§ Instructions for the task: Retype, without alteration, each line from the line containing "In this exercise you will locate the picture" to the final line of the records.

§ Supplied data:
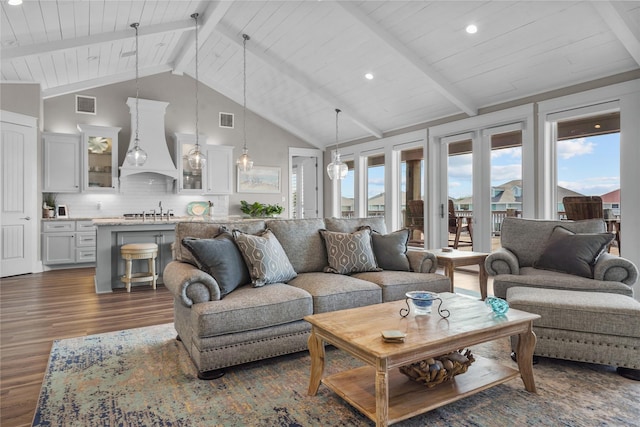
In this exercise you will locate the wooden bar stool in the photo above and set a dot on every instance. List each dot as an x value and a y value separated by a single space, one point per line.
131 251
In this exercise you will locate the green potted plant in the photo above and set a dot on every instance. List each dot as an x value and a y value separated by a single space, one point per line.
258 209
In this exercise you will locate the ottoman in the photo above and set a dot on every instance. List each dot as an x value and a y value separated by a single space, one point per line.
592 327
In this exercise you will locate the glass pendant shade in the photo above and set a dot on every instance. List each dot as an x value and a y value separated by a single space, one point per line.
196 158
244 162
336 169
136 156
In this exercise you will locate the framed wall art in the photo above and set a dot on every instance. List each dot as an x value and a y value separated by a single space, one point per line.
260 179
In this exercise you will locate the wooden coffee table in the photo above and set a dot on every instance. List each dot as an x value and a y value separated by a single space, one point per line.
385 395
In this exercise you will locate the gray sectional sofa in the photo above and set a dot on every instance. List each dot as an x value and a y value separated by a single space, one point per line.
251 323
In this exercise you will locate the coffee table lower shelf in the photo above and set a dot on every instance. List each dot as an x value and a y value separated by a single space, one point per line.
407 398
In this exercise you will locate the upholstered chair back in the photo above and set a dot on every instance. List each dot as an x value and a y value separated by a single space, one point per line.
527 238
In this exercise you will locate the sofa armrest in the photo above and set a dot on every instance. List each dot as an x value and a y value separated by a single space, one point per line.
422 261
502 261
615 269
189 284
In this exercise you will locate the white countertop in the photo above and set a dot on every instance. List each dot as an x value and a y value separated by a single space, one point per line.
151 221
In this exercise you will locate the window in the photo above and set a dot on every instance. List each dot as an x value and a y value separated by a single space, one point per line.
375 185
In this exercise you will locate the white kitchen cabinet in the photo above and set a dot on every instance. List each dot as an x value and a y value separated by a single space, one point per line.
68 242
99 158
217 175
190 181
61 163
220 166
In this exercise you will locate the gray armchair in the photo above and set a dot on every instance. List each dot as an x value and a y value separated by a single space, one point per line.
523 243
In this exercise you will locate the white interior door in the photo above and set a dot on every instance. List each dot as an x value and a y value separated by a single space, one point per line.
18 202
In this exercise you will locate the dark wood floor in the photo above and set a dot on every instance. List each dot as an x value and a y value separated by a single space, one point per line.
36 309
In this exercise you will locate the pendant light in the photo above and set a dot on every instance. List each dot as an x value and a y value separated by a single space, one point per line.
196 158
244 162
136 156
336 169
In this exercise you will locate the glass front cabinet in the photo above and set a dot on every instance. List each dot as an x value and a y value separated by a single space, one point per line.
99 157
189 180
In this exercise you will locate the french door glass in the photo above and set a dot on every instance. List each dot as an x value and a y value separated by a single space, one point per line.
347 191
460 192
506 180
375 185
588 164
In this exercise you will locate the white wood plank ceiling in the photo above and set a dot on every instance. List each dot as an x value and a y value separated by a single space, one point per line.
306 58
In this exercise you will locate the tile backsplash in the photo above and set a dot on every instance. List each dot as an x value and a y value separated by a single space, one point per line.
138 193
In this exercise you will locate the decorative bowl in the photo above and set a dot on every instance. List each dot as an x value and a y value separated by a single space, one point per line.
421 301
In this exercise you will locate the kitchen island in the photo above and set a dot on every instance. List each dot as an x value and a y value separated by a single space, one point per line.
112 233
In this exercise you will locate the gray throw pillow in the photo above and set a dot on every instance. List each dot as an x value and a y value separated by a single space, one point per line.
568 252
391 250
265 257
220 258
349 252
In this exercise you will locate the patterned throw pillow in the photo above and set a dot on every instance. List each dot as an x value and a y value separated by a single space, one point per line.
568 252
221 258
267 261
349 252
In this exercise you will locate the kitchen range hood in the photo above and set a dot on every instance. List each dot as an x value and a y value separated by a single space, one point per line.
152 139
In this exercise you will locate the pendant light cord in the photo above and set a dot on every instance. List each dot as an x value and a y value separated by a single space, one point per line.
244 91
337 112
195 17
135 25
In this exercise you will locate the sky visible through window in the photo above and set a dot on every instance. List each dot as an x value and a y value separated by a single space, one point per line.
590 166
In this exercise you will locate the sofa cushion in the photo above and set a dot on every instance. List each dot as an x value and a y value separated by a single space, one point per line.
333 292
395 284
249 308
220 258
527 238
391 249
572 253
535 278
265 258
348 225
592 312
301 242
205 230
349 253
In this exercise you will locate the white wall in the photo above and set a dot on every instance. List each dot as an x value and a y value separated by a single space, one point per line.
268 144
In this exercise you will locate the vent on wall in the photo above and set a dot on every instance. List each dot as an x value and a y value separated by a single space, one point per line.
226 120
86 104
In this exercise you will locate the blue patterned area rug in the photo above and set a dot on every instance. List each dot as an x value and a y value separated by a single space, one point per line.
144 377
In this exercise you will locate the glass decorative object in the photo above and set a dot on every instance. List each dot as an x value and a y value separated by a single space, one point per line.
497 305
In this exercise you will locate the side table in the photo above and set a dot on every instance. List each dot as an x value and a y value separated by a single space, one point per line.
456 258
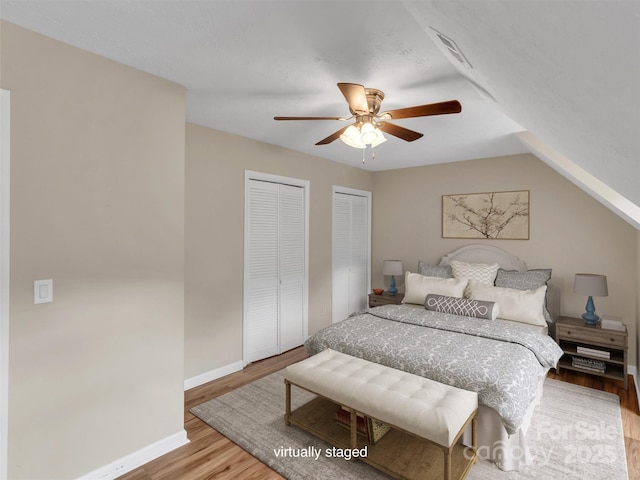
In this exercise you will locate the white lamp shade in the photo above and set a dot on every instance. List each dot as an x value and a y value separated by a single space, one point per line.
590 284
392 267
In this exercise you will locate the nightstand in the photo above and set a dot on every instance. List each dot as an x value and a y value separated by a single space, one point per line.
385 299
592 349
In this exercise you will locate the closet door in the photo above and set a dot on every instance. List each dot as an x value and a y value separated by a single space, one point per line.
261 271
292 266
359 254
275 291
351 259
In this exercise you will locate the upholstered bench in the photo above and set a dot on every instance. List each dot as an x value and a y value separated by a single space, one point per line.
409 403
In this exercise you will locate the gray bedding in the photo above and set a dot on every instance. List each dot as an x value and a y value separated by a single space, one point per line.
502 362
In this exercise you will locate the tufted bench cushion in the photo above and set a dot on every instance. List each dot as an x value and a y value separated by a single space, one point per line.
415 404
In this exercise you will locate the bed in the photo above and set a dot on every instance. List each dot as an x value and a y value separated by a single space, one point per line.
501 355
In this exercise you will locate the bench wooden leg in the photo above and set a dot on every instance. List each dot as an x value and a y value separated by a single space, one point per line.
354 429
447 463
474 436
287 412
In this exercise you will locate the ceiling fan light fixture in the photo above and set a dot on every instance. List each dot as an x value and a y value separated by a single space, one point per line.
362 135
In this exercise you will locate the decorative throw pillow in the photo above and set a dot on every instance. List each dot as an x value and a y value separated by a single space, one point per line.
440 271
518 305
462 306
417 287
481 272
527 280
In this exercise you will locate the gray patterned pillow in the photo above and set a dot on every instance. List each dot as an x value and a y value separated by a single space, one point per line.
528 280
440 271
462 306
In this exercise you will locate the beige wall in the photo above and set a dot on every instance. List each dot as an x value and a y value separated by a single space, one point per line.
215 167
569 231
97 205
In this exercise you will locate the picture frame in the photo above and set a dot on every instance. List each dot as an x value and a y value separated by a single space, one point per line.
489 215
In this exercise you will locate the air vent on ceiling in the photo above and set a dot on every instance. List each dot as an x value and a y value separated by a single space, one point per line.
452 49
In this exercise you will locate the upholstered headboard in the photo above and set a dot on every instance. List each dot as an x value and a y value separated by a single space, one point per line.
478 253
485 254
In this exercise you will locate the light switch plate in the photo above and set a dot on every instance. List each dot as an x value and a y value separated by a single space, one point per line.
43 291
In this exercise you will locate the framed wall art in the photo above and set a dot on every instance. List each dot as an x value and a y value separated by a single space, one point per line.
494 215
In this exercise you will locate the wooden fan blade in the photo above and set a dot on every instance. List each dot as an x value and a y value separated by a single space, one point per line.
442 108
400 132
355 96
332 137
309 118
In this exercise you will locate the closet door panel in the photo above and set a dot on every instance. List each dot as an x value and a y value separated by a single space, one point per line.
341 262
262 269
292 266
359 254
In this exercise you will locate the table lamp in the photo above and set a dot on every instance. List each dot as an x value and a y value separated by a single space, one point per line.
393 268
592 285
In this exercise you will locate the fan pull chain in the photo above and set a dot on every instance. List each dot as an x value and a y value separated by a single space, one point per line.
373 153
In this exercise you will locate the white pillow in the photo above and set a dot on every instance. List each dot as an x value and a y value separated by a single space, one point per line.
482 272
417 287
523 306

§ Result of the exercise:
In this exercise you will locate the picture frame in the photo above and set a dot on every instance. List each dot as an x value and a y value separated by a single space, one point per line.
489 215
In this exercise you will locate the air vent on ceiling in the photo above and set a dot on every instance. List each dot as an x value and a y value separated by a single space, one point per line.
452 49
In this exercise you will locate the upholstered headboard in the photo above and set a dot on every instance. List each dot as an x value and a y value separated by a single space, one point per line.
478 253
485 254
In this exercise you will locate the light switch plate in the photo above and set a dot on every instance. List each dot as an x value and a y value separated by a single space, one point per line.
43 291
In this exercise you will locate the framed wall art in the photo above and set a dot on every instance. List each dot as an x value and a y value separated by a single space, one point per line.
494 215
In this exercise you will locate the wooden fan blade in the photo above and set a dot on every instance. List each dot as an x value and a y value separated by a single space, one point per line.
442 108
400 132
355 96
332 137
309 118
In this exercise you will locate the closet door panel in the photo above and set a dot on every instance. List each dot as an x value and a y value separated by a single space, one point per line.
341 262
262 269
292 266
359 254
In this exercise you will locate the table lamp in the photo above and set a dot on every instance. List each dot as an x value and a y value separated by a single space, one point per line.
393 268
592 285
In this exercise you will locate the fan pull chain in the photo above and set a dot on every instance. List each dot as an x value and a y value separated by a single space, one point per line.
373 153
In this exercise you will locate the white pillow in the photo above and set a dot on every instance. List each dot as an x value and a y value separated by a single space, one point per line.
482 272
417 287
523 306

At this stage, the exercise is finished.